**Задание**. Отредактируйте фрагмент текста от «Л. возвращается раненый.» до «мечтал о единении.» включительно и приведите его заново, заменив «прорваться» на «пробиться».
___ Текст
Л. возвращается раненый. С.: Нужно было все-таки прорваться. Л.: Это было невозможно. С.: Раз ты сумел вернуться, значит, сумел бы и пройти. Л.: Это было невозможно. С.: Почему? Л.: Потому что я умираю.
X.: Вам туда идти не следует.
С.: Командир здесь я, и решать мне. X.: В том-то и дело, что вы нужны нам. Мы здесь не для того, чтобы делать красивые жесты, а для того, чтобы побеждать. А победа зависит от хорошего командира. С.: Верно, X. Но мне не по душе истины, которые оборачиваются к моей выгоде. Поэтому я пойду.
Ф.: Но кто же прав? Лейт [енант]: Тот, кто выжил. Входит человек. – Он тоже умер. Ах, нет, нет! Я-то знаю, кто был прав. Это он, да, он, тот, кто мечтал о единении.
* * *
Бунт. Коллективные страсти оттесняют страсти индивидуальные. Люди разучились любить. Судьба человечества волнует их больше, чем судьбы отдельных личностей.
* * *
Свобода – последняя из индивидуальных страстей. Вот почему сегодня она безнравственна. Безнравственна в обществе, а строго говоря, и сама по себе.
* * *
Философия – современная форма бесстыдства.
* * *
Когда мне исполнилось тридцать лет, ко мне, как говорится, в один прекрасный день пришла слава. Я не жалею об этом. Позже меня это, пожалуй, лишило бы покоя. Теперь я знаю, что такое слава. Пустяк.
* * *
Тридцать статей. Похвалы так же неоправданны, как и порицания. Справедливых или взволнованных откликов один-два, не больше. Слава! В лучшем случае – недоразумение. Но я не стану делать вид, что высокомерно презираю ее. Она такой же знак, подаваемый людьми, как и их равнодушие, дружба, ненависть. В конечном счете, какое мне до всего этого дело? Тому, кто сумел разобраться в этом недоразумении, оно приносит свободу. Мое тщеславие, если оно у меня есть, связано с совсем другими вещами.
* * *
Ноябрь – 32 года Самая естественная склонность человека – губить себя и вместе с собою весь мир. Сколько непомерных усилий, чтобы остаться просто нормальным! А насколько большие усилия требуются тому, кто вознамерился овладеть самим собою и сферою духа. Сам по себе человек ничто. Он всего лишь бесконечная возможность. Но он несет бесконечную ответственность за эту возможность. Сам по себе человек мягок, как воск. Но стоит его воле, его совести, его авантюрному духу взять верх, и возможность начинает расти. Никто не может сказать, что достиг предела человеческих возможностей. Последние пять лет убедили меня в этом. От зверя до мученика, от духа зла до готовности к безнадежному самопожертвованию – все было явлено нам, надрывая душу. Каждому из нас полезно использовать свою самую большую возможность, свою высшую добродетель. В тот день, когда выяснится, на что способен человек, встанет вопрос о Боге. Но не раньше, ни в коем случае не раньше того дня, когда возможность будет исчерпана до конца. Великие деяния преследуют единственную цель – умножить творческие силы человека. Но прежде всего нужно научиться владеть собой.
______
___ Записи
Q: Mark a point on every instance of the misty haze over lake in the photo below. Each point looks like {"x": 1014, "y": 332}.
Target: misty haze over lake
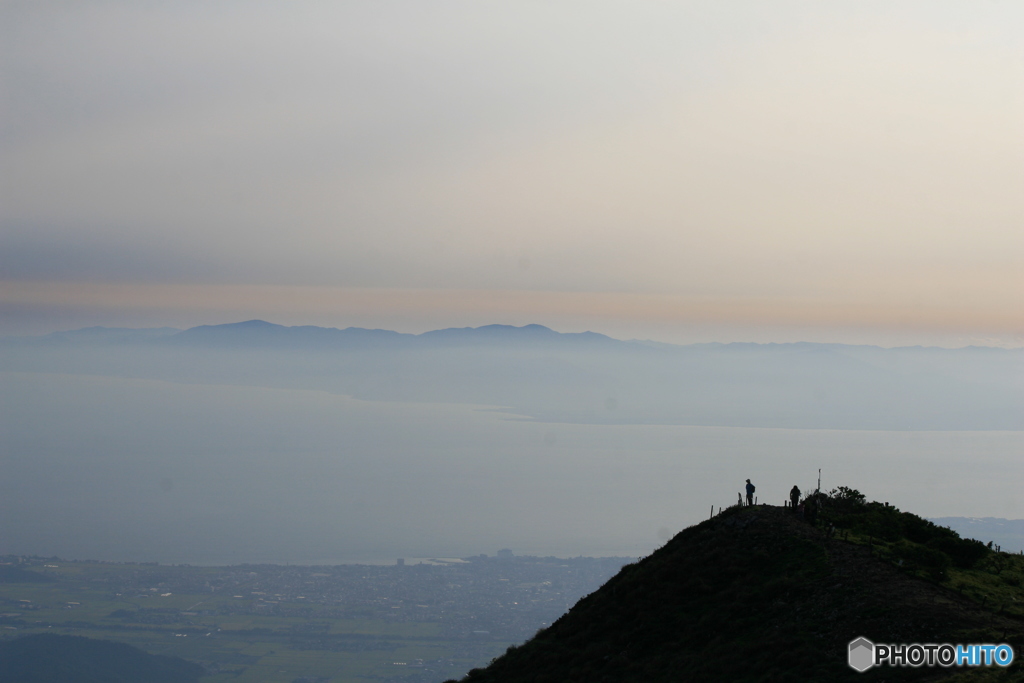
{"x": 245, "y": 443}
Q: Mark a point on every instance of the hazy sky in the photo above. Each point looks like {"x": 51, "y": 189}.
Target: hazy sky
{"x": 845, "y": 171}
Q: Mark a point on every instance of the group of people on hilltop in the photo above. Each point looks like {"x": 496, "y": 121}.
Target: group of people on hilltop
{"x": 808, "y": 509}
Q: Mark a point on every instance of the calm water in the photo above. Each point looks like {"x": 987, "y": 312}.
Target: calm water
{"x": 122, "y": 469}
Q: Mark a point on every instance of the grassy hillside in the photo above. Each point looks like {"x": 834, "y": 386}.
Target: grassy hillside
{"x": 758, "y": 594}
{"x": 55, "y": 658}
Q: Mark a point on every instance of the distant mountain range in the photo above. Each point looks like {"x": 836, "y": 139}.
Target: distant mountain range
{"x": 260, "y": 334}
{"x": 572, "y": 378}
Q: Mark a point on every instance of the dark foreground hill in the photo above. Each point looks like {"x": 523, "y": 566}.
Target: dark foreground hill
{"x": 53, "y": 658}
{"x": 756, "y": 594}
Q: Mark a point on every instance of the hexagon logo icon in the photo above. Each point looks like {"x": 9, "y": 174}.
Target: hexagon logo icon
{"x": 861, "y": 654}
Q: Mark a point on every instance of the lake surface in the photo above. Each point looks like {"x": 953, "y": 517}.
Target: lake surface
{"x": 145, "y": 470}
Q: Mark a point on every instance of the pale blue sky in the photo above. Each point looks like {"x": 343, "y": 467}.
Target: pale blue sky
{"x": 842, "y": 171}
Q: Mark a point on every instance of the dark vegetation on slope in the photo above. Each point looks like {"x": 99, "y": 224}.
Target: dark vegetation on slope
{"x": 54, "y": 658}
{"x": 757, "y": 594}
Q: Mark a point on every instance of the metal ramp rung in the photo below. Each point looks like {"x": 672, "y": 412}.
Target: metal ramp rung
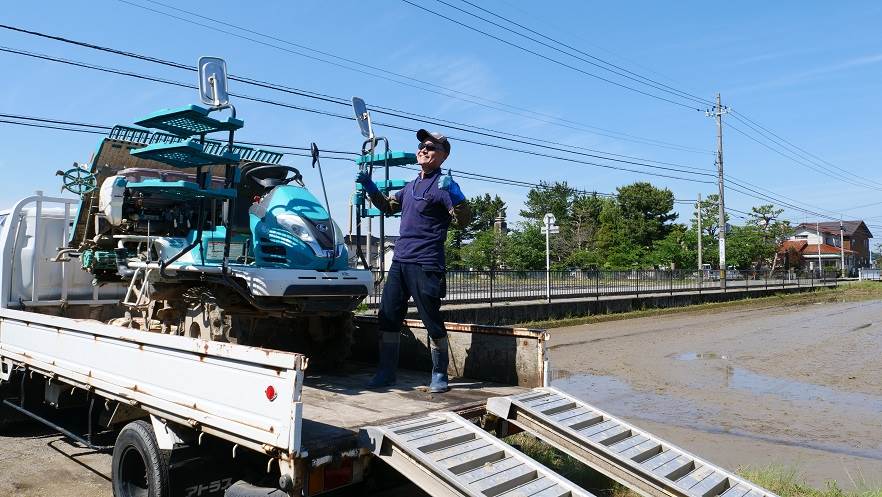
{"x": 446, "y": 455}
{"x": 635, "y": 458}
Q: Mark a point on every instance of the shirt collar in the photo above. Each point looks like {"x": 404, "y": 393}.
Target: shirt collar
{"x": 429, "y": 175}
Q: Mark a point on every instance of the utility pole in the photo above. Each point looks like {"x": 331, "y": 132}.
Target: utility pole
{"x": 841, "y": 248}
{"x": 699, "y": 233}
{"x": 718, "y": 112}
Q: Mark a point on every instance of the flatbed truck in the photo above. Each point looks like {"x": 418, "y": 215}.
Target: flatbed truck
{"x": 185, "y": 416}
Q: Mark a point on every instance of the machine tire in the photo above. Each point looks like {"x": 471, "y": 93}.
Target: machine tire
{"x": 331, "y": 346}
{"x": 138, "y": 464}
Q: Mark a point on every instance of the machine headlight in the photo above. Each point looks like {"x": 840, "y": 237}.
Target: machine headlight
{"x": 296, "y": 225}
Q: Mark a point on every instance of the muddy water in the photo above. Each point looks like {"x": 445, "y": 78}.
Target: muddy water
{"x": 797, "y": 385}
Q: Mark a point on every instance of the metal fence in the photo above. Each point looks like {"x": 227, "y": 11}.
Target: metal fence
{"x": 468, "y": 286}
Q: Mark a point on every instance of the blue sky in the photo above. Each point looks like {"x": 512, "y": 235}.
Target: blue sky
{"x": 808, "y": 71}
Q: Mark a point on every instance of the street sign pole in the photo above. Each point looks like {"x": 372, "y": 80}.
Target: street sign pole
{"x": 548, "y": 229}
{"x": 547, "y": 264}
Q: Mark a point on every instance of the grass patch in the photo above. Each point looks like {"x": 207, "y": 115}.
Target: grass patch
{"x": 788, "y": 482}
{"x": 848, "y": 292}
{"x": 782, "y": 480}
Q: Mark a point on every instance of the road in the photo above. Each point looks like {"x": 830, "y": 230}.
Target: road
{"x": 795, "y": 385}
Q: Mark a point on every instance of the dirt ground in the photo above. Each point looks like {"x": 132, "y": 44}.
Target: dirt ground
{"x": 797, "y": 385}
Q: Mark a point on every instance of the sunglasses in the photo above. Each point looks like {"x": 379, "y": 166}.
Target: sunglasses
{"x": 429, "y": 147}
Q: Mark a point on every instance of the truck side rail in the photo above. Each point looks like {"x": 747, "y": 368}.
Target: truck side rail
{"x": 247, "y": 395}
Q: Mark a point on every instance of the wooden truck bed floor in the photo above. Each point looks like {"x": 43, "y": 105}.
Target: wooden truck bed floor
{"x": 337, "y": 406}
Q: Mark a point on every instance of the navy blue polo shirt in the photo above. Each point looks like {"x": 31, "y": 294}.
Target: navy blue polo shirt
{"x": 425, "y": 217}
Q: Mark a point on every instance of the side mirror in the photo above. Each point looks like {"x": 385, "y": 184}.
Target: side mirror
{"x": 313, "y": 149}
{"x": 363, "y": 118}
{"x": 213, "y": 81}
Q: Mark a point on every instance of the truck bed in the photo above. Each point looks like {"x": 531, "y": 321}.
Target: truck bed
{"x": 337, "y": 406}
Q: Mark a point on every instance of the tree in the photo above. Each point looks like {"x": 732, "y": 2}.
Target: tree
{"x": 526, "y": 248}
{"x": 453, "y": 248}
{"x": 766, "y": 219}
{"x": 581, "y": 231}
{"x": 486, "y": 251}
{"x": 555, "y": 198}
{"x": 679, "y": 249}
{"x": 647, "y": 212}
{"x": 710, "y": 216}
{"x": 614, "y": 241}
{"x": 747, "y": 244}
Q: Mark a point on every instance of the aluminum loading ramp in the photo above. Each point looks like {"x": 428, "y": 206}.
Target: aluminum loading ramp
{"x": 446, "y": 455}
{"x": 635, "y": 458}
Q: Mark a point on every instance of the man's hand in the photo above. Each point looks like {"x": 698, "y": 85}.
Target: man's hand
{"x": 364, "y": 179}
{"x": 456, "y": 196}
{"x": 452, "y": 187}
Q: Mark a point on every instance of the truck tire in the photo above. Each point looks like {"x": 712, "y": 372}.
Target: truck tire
{"x": 139, "y": 468}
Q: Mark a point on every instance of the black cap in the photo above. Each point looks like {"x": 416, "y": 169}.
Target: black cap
{"x": 434, "y": 136}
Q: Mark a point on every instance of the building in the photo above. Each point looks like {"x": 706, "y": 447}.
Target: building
______
**Ответ**.
Л. возвращается раненый. С.: Нужно было все-таки пробиться. Л.: Это было невозможно. С.: Раз ты сумел вернуться, значит, сумел бы и пройти. Л.: Это было невозможно. С.: Почему? Л.: Потому что я умираю.
X.: Вам туда идти не следует.
С.: Командир здесь я, и решать мне. X.: В том-то и дело, что вы нужны нам. Мы здесь не для того, чтобы делать красивые жесты, а для того, чтобы побеждать. А победа зависит от хорошего командира. С.: Верно, X. Но мне не по душе истины, которые оборачиваются к моей выгоде. Поэтому я пойду.
Ф.: Но кто же прав? Лейт [енант]: Тот, кто выжил. Входит человек. – Он тоже умер. Ах, нет, нет! Я-то знаю, кто был прав. Это он, да, он, тот, кто мечтал о единении.